* [EXERCISE TASK]: Reproduce only the lines from the line containing "Target = orange glove" to the end of the entries below, including both of those lines.

* [Data items]:
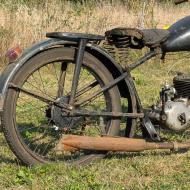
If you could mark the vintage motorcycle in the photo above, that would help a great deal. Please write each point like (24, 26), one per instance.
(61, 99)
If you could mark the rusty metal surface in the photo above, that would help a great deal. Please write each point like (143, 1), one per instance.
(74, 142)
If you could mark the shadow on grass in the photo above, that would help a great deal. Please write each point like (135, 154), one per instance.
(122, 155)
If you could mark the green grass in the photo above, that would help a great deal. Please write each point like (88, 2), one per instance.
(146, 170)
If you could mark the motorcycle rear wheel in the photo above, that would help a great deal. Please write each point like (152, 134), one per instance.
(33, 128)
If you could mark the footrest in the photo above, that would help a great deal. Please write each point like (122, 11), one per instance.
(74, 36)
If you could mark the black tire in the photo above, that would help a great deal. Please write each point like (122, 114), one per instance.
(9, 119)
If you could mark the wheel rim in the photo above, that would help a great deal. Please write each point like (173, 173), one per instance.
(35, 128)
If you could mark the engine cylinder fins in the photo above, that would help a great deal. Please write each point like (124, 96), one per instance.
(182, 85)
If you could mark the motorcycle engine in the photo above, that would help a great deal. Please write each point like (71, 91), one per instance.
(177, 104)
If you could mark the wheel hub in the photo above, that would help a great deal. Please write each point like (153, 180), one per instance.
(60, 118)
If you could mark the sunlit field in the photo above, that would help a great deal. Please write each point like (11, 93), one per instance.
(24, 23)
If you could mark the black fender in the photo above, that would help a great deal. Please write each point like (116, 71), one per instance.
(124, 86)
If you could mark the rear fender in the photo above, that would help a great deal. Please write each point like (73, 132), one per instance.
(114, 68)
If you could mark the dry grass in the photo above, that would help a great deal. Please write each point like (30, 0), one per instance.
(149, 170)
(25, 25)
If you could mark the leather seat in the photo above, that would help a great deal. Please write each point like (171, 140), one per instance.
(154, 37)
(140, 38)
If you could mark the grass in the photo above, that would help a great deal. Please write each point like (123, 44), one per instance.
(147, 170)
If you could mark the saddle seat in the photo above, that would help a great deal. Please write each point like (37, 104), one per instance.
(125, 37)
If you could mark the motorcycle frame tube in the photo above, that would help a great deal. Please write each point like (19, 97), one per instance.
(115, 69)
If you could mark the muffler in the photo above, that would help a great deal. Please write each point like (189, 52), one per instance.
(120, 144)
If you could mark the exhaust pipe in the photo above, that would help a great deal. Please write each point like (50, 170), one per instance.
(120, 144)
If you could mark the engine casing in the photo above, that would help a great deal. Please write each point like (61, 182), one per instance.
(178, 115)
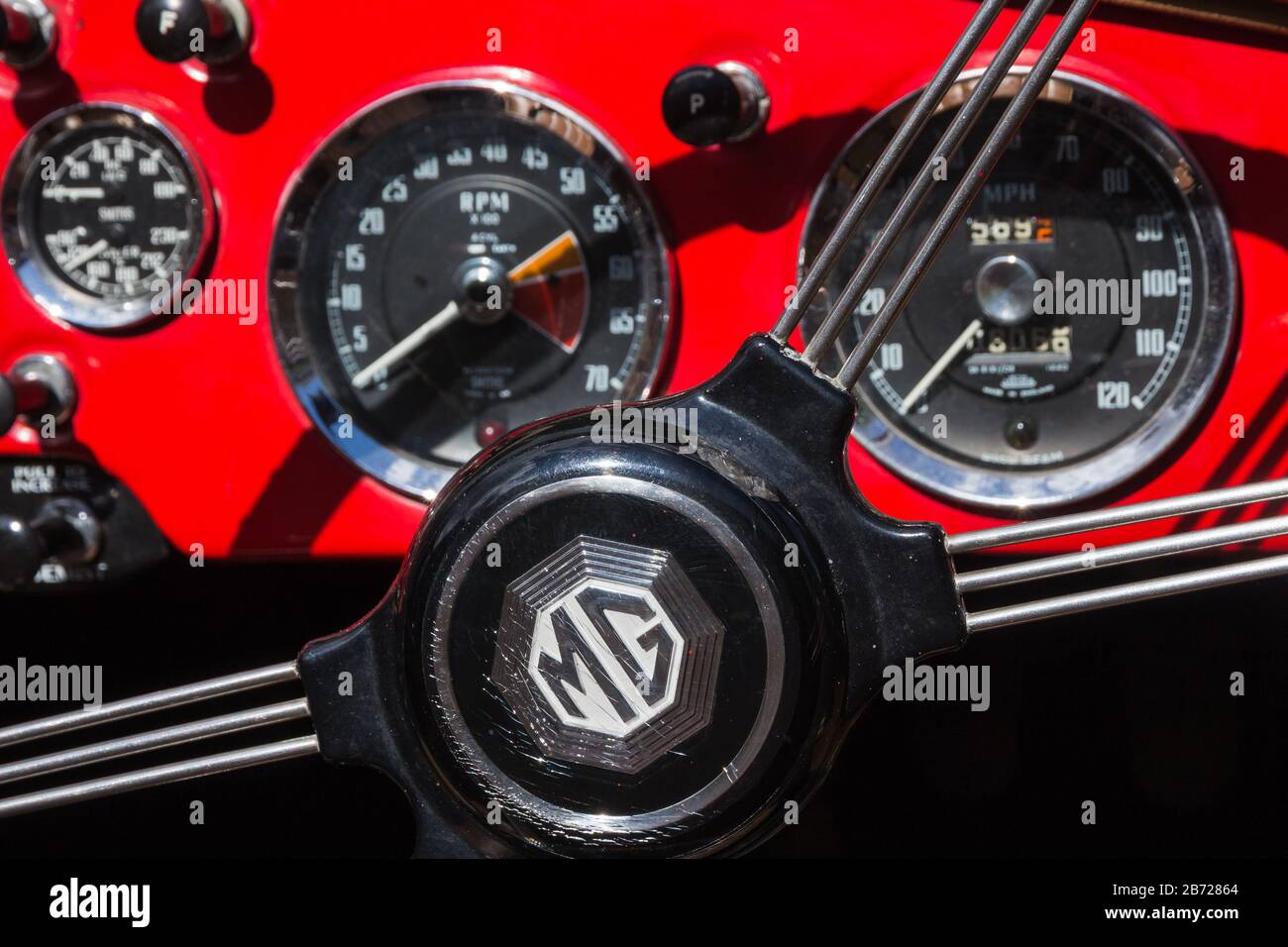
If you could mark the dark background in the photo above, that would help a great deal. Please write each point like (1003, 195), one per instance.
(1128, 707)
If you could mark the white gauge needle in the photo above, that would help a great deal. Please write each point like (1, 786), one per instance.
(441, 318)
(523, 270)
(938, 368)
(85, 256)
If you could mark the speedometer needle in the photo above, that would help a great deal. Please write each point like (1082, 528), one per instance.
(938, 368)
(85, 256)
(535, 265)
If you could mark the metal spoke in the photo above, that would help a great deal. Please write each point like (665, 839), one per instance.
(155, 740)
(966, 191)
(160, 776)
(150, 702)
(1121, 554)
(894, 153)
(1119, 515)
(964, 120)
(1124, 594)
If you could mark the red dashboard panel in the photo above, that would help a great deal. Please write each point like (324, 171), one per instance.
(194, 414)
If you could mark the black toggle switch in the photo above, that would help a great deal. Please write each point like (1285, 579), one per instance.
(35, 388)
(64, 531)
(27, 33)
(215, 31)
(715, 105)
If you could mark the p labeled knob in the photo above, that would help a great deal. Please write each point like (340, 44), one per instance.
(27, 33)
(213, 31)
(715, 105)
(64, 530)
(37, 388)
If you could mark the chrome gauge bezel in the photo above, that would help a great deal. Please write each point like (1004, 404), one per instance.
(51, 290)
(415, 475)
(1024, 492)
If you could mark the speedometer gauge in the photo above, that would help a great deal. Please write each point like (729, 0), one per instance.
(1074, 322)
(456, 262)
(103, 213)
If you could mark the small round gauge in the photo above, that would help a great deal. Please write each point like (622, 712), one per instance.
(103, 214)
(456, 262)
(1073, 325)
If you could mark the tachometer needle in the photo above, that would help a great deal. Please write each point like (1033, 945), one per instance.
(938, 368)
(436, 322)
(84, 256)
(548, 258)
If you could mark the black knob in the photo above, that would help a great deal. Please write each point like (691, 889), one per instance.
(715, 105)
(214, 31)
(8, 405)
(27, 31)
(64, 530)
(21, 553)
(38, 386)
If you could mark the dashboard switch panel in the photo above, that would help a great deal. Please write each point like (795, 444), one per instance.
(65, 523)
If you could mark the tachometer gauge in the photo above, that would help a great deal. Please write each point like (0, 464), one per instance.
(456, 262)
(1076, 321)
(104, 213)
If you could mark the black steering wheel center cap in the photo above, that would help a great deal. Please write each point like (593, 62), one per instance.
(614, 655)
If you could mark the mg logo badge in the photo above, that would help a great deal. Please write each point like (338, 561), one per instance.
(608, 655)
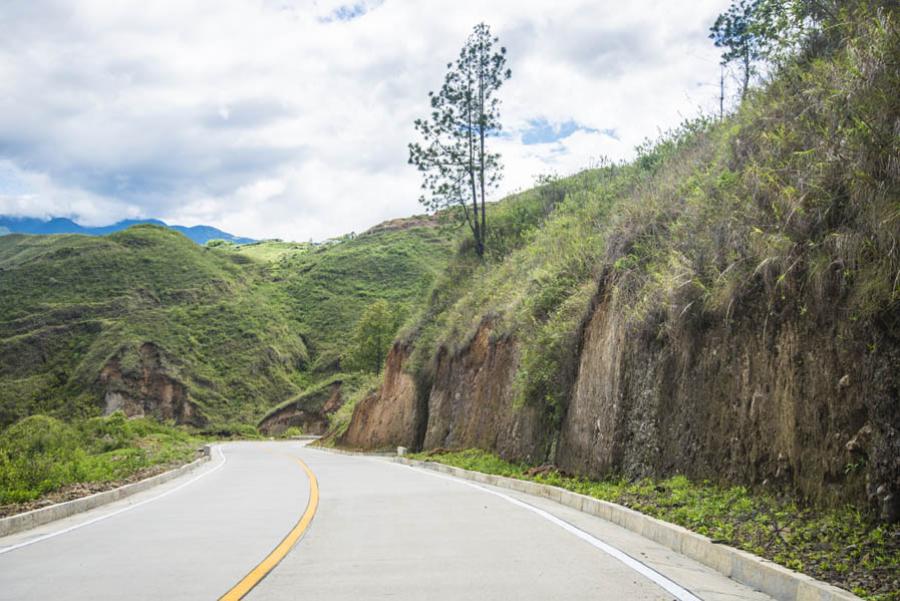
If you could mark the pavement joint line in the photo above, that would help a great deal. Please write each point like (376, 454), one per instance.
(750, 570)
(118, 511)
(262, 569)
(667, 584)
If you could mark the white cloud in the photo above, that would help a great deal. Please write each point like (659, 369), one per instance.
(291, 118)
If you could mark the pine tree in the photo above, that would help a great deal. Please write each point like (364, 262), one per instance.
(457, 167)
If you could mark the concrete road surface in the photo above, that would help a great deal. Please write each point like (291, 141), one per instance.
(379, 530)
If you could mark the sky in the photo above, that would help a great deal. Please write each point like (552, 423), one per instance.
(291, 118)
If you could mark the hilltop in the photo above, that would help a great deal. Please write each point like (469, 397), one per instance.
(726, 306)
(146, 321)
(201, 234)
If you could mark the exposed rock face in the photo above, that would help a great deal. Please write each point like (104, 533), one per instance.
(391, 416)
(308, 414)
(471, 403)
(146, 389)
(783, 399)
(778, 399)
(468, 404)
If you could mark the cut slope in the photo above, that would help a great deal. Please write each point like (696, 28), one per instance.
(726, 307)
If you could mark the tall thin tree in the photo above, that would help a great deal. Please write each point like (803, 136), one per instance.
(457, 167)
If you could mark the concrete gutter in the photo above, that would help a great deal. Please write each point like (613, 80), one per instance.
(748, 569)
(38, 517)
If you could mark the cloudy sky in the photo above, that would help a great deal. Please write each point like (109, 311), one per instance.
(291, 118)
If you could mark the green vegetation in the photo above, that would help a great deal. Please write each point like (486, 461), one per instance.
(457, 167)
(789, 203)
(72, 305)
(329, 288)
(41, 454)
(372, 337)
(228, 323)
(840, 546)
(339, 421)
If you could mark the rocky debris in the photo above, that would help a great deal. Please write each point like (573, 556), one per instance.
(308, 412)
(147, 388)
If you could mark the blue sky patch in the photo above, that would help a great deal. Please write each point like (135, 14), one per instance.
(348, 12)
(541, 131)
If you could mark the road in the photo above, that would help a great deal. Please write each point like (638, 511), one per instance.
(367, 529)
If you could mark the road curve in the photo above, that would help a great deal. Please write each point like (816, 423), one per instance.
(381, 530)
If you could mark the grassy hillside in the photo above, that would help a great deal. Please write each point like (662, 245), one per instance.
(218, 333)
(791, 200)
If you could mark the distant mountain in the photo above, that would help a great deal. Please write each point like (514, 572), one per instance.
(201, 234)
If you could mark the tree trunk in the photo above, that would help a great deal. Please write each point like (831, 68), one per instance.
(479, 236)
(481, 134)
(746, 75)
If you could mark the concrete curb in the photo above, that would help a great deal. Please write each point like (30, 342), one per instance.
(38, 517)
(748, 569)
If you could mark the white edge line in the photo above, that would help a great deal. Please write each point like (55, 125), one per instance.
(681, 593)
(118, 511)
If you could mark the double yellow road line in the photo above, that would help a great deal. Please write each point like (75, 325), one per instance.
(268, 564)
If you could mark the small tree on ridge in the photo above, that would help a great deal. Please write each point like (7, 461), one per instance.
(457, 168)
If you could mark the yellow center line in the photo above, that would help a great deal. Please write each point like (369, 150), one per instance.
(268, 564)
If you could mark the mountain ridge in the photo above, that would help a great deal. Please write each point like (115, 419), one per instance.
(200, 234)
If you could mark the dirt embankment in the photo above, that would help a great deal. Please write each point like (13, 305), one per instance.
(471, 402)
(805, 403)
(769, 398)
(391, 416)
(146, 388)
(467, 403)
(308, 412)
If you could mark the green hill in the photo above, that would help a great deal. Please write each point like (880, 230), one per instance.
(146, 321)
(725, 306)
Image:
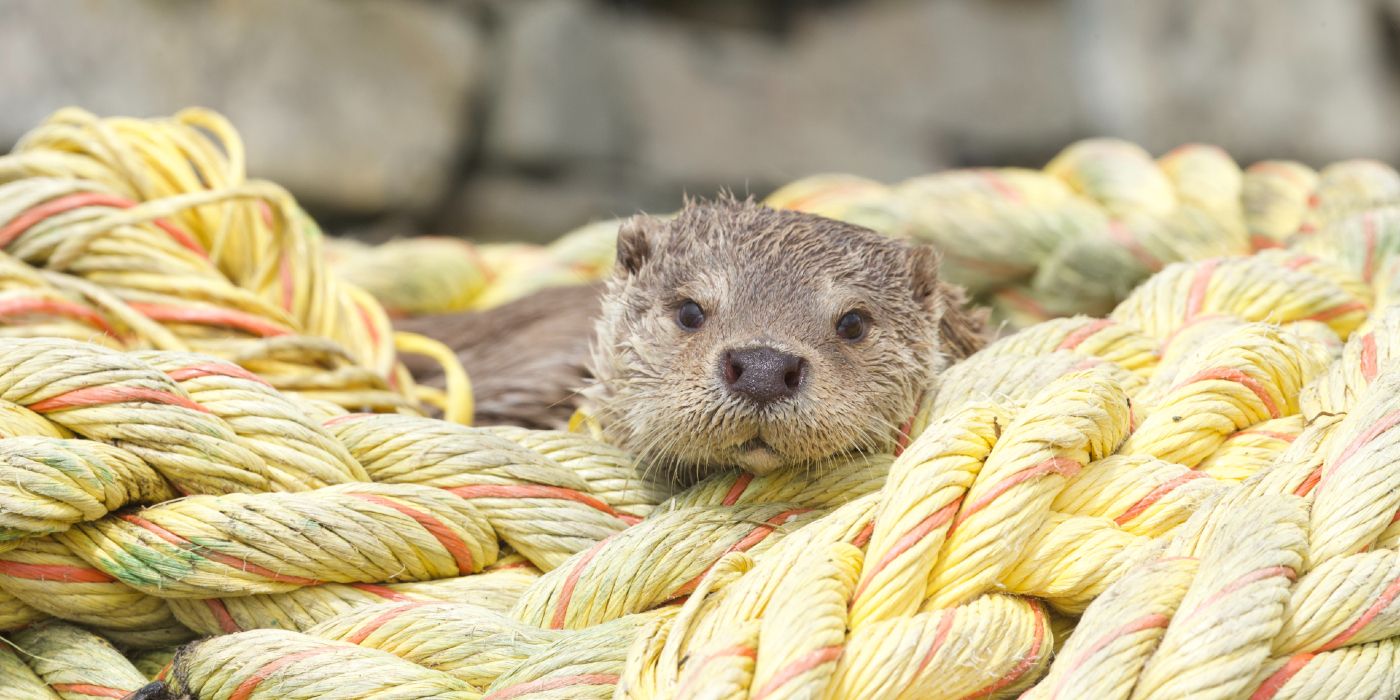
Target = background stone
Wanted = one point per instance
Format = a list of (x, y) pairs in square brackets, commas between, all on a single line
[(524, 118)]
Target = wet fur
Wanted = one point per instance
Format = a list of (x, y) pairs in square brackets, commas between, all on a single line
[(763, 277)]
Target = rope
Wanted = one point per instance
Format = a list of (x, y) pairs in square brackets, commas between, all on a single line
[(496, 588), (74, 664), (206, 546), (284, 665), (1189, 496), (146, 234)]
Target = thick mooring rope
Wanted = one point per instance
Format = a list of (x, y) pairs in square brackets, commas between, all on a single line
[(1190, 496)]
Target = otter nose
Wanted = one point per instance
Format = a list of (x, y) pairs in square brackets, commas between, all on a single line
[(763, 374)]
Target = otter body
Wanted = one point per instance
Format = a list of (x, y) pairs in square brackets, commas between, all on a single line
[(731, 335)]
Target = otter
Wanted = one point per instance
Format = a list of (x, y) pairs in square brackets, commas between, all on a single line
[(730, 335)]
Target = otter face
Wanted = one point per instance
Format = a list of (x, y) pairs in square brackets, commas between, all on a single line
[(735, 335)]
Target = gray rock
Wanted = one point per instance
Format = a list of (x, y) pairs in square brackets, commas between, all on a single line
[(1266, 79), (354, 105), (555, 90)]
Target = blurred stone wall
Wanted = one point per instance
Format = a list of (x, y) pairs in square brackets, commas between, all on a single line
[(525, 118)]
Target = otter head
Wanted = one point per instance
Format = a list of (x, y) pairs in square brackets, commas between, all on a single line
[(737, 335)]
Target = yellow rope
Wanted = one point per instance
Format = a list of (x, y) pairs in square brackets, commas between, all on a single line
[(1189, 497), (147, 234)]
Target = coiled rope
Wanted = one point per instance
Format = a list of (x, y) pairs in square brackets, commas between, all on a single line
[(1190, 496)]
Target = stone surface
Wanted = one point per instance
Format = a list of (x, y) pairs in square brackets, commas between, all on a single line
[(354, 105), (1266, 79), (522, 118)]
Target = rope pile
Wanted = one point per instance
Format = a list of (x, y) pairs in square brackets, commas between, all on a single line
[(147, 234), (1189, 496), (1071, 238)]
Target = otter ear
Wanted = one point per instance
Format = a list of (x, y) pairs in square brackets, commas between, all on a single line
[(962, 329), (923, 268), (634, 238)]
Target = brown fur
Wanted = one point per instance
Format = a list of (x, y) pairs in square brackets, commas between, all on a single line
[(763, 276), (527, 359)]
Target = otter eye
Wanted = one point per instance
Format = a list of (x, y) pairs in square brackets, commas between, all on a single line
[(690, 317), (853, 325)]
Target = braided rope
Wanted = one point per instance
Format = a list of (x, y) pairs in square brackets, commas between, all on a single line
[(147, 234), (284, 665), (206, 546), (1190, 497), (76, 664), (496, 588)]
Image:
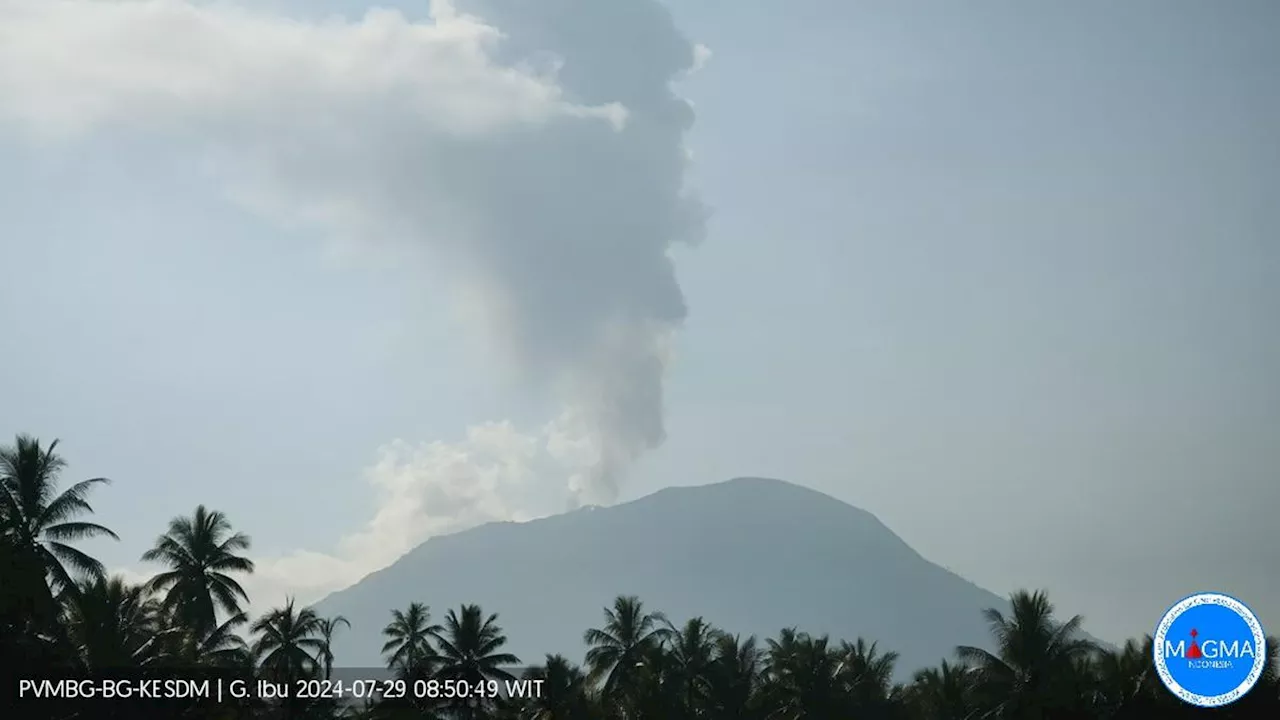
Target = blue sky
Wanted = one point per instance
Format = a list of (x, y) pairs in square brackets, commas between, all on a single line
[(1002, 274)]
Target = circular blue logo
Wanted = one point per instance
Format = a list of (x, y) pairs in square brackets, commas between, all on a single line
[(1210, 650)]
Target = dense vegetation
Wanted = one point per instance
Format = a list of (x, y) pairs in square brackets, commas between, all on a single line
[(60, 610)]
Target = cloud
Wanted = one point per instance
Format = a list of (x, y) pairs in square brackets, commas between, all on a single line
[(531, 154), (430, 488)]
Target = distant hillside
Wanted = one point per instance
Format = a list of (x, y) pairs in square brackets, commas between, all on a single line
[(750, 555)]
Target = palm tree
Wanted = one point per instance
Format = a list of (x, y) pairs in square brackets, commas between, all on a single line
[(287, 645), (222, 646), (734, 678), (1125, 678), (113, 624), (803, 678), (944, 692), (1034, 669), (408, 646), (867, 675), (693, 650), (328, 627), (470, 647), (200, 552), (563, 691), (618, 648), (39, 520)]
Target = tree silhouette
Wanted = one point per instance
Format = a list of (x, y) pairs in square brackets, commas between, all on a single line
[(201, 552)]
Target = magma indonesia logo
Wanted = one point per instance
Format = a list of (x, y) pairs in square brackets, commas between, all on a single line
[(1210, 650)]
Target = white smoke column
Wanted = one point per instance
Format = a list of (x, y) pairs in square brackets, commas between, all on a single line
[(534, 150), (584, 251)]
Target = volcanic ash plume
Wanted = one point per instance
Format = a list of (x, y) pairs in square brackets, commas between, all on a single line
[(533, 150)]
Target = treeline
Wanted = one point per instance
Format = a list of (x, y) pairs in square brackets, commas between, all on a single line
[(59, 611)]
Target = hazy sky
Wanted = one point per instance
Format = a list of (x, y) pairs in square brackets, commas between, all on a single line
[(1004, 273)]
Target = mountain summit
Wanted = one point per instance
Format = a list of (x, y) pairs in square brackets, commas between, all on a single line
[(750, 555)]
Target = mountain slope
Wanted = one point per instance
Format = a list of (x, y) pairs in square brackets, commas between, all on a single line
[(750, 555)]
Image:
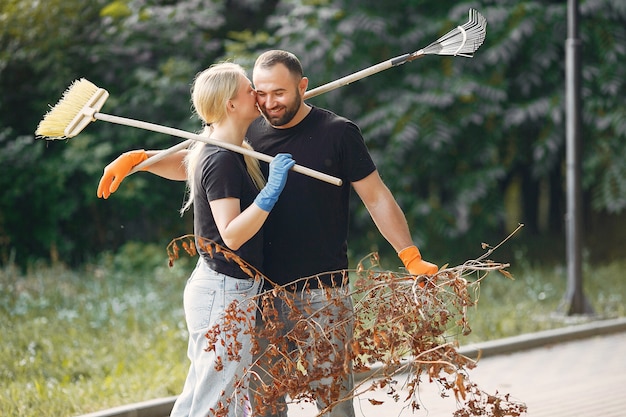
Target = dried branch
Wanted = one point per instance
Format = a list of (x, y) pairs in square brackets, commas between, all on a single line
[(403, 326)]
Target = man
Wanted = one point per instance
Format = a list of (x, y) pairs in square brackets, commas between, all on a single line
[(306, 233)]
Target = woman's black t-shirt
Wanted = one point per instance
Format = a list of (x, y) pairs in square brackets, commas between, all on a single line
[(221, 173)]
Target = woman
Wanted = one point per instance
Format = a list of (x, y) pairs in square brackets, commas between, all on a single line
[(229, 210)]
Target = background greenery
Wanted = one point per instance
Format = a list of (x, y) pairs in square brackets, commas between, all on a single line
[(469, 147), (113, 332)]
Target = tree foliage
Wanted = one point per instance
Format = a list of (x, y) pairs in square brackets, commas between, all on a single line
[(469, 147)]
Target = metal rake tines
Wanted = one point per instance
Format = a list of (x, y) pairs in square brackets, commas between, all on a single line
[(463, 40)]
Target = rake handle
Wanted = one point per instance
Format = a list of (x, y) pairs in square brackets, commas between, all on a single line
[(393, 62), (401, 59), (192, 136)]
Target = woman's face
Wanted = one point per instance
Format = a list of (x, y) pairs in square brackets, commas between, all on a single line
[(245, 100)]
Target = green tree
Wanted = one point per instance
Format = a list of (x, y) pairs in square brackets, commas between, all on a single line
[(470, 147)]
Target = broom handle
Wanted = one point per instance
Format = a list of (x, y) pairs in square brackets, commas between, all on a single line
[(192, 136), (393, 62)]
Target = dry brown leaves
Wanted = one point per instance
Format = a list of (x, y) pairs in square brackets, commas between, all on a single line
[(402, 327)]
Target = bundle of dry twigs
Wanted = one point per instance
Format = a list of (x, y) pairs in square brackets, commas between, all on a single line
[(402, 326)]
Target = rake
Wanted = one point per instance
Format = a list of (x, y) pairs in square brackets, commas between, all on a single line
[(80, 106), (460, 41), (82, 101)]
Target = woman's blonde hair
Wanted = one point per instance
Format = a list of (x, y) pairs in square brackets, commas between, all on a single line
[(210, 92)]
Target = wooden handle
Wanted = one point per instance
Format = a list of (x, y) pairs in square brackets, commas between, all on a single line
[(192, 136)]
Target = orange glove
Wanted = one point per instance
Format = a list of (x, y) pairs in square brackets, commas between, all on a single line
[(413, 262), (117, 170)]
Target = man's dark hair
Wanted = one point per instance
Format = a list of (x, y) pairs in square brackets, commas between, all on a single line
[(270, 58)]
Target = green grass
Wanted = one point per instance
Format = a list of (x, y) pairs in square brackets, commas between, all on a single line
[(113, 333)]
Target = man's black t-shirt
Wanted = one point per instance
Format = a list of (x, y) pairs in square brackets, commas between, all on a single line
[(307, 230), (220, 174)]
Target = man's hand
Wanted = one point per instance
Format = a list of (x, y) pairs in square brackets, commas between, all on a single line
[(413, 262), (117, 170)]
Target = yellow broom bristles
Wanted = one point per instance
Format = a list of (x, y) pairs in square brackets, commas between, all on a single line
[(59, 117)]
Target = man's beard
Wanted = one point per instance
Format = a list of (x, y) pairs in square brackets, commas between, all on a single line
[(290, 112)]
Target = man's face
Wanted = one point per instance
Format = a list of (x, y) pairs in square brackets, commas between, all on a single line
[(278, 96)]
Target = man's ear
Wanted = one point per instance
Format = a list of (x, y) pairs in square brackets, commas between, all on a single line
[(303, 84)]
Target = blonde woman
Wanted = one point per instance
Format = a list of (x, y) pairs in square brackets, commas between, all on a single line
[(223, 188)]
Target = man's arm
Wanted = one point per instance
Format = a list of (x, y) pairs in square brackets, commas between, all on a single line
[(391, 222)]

* [SOLUTION BELOW]:
Target = orange glove
Wanted = one point per instance
Format = a list of (x, y) pairs in square brackets, commas between, all on a single line
[(413, 262), (117, 170)]
Target = man's dark hair
Wanted = one point per instance
Format = a list of (x, y) pairs in square brackets, commas between, all on a single line
[(270, 58)]
Target = green grass
Wanted = one point per instance
Format = a list of (x, y) pairs in square brackets, commas between, all on a single line
[(113, 333)]
Target = man's black t-shirt
Wanted = one point per instance
Format = a list of (x, y) pairs in square brackets, commas between, all on a single line
[(307, 230), (220, 174)]
Target = man's hand
Wanted = one point per instance
Format = a list of (x, y) pairs in square brackets, commas between, all on a single line
[(413, 262), (117, 170)]
Target = yellow broom bristles
Wanted = one point per instance
Format = a list of (x, y) pairs in square brackets, commas between, all on a single line
[(59, 117)]
Target = man's beard
Wanted = one point per instance
Format = a list of (x, y) pairs in square brackets, commas between, all on a single line
[(290, 112)]
Target = man's face
Wanted = one point per instance
Format = a list of (x, y) pairs in square brackets, commas between, all on a single line
[(278, 96)]
Target = man's ear
Wanted = one point per instance
Format = a list of (x, y) pairs in square brackets, commas between, all on a single line
[(303, 84)]
Target = blonde woman
Wanted = one point per instance
Format = a list of (x, y) pairs in square brackets, commas between, all on a single line
[(223, 188)]
Target = man's arm
Wanted = one point per instance
Format = a list of (x, y) pairs in square brackets, commas between, all on a single line
[(391, 222)]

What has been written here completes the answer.